> [WHAT IS REQUIRED]: Reproduce every entry exactly as shown.
::::::
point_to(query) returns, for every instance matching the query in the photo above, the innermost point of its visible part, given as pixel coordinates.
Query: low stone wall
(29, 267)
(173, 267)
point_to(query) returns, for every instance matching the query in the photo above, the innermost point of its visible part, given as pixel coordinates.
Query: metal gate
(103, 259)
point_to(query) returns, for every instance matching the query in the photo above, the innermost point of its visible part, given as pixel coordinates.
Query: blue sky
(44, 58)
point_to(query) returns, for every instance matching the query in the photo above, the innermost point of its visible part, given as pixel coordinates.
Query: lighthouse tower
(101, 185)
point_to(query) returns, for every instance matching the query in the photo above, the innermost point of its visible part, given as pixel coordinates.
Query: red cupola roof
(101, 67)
::::::
> [OUTPUT FOR THIS EXERCISE]:
point_to(query) returns, for every instance matching the query in the photo above, the innermost point of its visible part, given as pixel coordinates.
Query: low stone wall
(29, 267)
(173, 267)
point_to(query) returns, for every instance matching the query in the photo above, the innermost point of its visible part, given as pixel coordinates.
Query: metal gate
(103, 259)
point_to(query) returns, for every instance matching the query in the photo above, the innermost point of its visible part, given as pixel coordinates.
Query: blue sky
(44, 58)
point_to(query) returns, for every instance matching the query in the photo above, the innermost point of its visible part, given as pixel coordinates.
Query: lighthouse tower
(101, 185)
point_to(query) returns, for every instance matching the query in the photo above, the innermost point of its visible part, given as pixel coordinates.
Query: red cupola roof
(101, 67)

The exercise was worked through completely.